* _GIVEN TEXT_

The total time shifts between T-sensor and DPG-T data may be caused primarily by thermal relaxation time, the slow response of the DPG system to the ambient temperature, and partially by internal-motion propagation. The thermal relaxation time takes hours while the internal wave propagation across the array takes from 12 to 30 min. Such time shift relationships can be described as a simple equation of time shifts (see “Methods” section), and therefore the two different causes of the time shifts can be quantified using array analysis. We assumed that each DPG instrument behaves similarly, and has the same thermal relaxation time (\({T}_{r}\)). Thus, the time shifts induced by the propagation of internal waves can be quantified using the total time shift (\({T}_{t}\)) differences between the DPG-T variations that cancel out the constant \({T}_{r}\) in the DPG-T variations.

* _PROBLEM REQUIREMENTS_
Resume the passage on time shifts between T-sensor and DPG-T data, starting right after its final sentence. The material that comes next plays no part in this.

* _DATA SHOWN_
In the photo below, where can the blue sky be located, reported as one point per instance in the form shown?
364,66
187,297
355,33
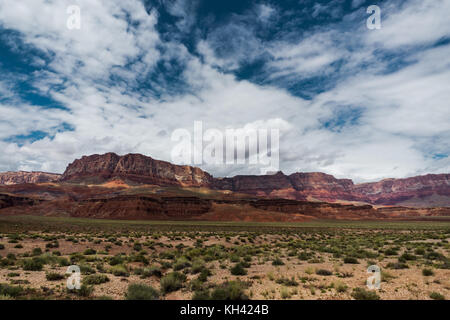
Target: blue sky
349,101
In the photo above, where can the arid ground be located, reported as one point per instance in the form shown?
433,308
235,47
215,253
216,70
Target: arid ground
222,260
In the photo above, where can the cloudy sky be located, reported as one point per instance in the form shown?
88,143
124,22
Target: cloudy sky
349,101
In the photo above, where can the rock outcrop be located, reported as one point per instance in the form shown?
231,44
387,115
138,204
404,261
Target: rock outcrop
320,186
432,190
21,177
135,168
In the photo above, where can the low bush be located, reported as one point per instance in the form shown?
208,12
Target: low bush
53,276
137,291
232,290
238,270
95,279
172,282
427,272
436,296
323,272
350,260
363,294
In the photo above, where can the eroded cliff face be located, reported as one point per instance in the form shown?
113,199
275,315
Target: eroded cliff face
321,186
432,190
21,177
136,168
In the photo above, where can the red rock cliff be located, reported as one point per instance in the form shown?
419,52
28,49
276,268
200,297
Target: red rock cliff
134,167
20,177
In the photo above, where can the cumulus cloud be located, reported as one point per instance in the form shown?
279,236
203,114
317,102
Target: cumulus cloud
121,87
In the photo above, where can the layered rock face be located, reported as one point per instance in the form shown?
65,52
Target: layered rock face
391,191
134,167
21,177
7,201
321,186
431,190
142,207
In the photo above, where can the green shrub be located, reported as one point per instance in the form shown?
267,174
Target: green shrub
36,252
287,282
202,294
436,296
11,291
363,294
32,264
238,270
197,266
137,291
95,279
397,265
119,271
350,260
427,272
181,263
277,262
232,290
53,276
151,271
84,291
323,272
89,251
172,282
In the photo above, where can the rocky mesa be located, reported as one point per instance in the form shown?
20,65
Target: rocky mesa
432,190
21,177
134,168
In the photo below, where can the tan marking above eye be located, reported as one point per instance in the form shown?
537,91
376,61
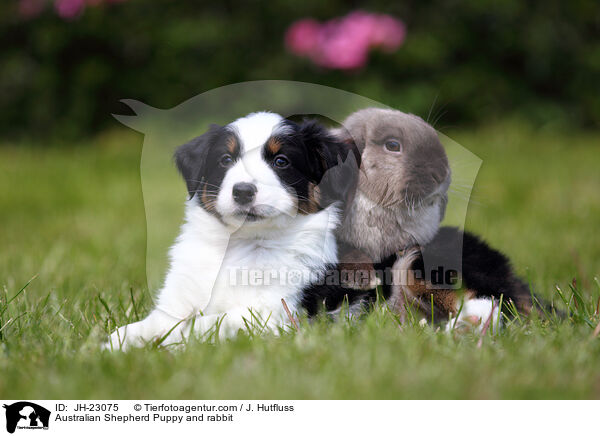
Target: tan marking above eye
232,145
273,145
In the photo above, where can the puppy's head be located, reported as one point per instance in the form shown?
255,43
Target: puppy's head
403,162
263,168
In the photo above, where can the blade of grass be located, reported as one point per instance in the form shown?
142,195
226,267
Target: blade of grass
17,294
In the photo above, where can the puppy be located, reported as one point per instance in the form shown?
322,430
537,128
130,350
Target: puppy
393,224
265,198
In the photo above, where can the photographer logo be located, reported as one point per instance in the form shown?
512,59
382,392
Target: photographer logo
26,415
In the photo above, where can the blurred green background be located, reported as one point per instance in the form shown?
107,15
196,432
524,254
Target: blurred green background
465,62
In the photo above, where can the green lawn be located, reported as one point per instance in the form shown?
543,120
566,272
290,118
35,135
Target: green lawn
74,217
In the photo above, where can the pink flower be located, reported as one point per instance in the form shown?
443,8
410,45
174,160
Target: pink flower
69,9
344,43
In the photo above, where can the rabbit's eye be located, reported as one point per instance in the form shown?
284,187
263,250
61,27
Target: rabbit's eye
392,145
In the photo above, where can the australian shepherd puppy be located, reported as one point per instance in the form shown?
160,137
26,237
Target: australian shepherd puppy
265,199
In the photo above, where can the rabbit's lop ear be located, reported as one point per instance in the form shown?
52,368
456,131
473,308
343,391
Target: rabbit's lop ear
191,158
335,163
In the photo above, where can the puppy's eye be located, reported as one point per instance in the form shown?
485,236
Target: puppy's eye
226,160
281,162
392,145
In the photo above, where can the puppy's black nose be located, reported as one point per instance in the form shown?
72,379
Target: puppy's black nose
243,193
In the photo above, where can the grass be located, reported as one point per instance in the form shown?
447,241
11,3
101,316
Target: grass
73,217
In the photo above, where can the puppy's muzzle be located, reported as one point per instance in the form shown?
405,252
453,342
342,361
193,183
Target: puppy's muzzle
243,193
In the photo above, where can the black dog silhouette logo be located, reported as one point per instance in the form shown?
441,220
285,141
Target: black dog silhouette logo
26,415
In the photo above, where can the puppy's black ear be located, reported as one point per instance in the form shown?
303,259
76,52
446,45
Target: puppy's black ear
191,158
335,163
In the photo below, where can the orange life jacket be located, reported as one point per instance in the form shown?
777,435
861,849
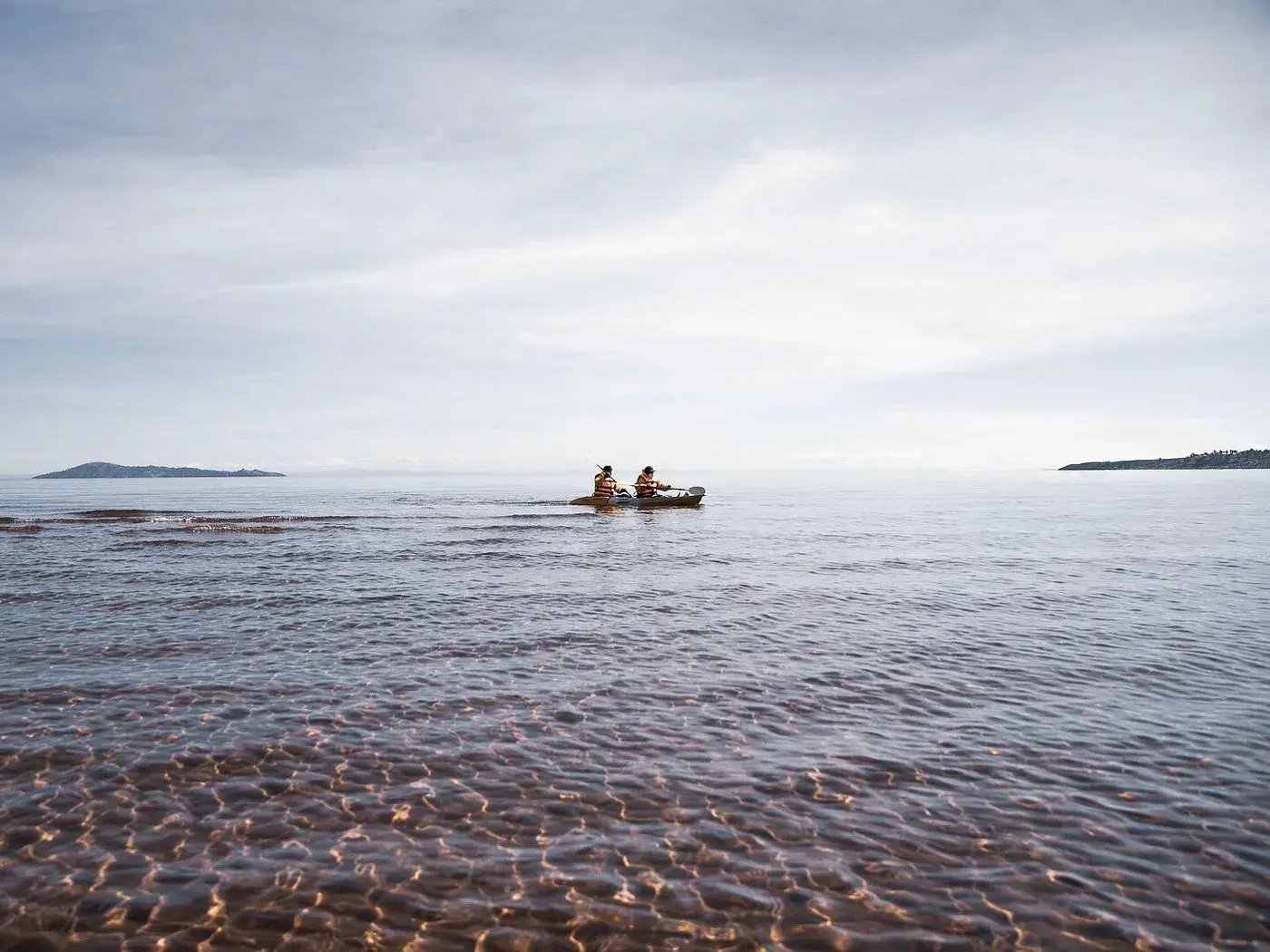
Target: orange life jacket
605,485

* _REPLY TO THE EXERCISE_
Propagation of internal waves calculated from FK analysis

We used the DPG-T variations to estimate the direction and speed of propagating internal waves using FK analysis (Fig. 4, see “Methods” section). We analyzed an event with strong inertial internal motions recorded by the T-string between September 10 and 25 when Typhoon Talim was passing northwest of the array25. The time series of back azimuths (BAZs) and slowness from the FK analysis show that the internal waves were found to mainly come from the north to northeast of the array (Fig. 4b) and the propagating slowness varied by one order of magnitude between 0.5 and 6 s m−1 (Fig. 4c). A few waves propagated from the south of the array with slowness of 0.5–3 s m−1 between September 12 and 14. The varying slowness and BAZs of the internal waves might be caused by oscillating and sloshing of small-scale turbulent motions and high-frequency internal waves between topographic features in the array as found using other geophysical datasets26. The slowness of the strong waves from the north ranges between 2 and 4 s m−1, i.e. a propagation speed of about 0.25–0.5 m s−1 (Fig. 4d). This speed is consistent with the general phase speed of baroclinic inertial waves27. The horizontal wavelengths of the inertial internal waves were about 28–56 km.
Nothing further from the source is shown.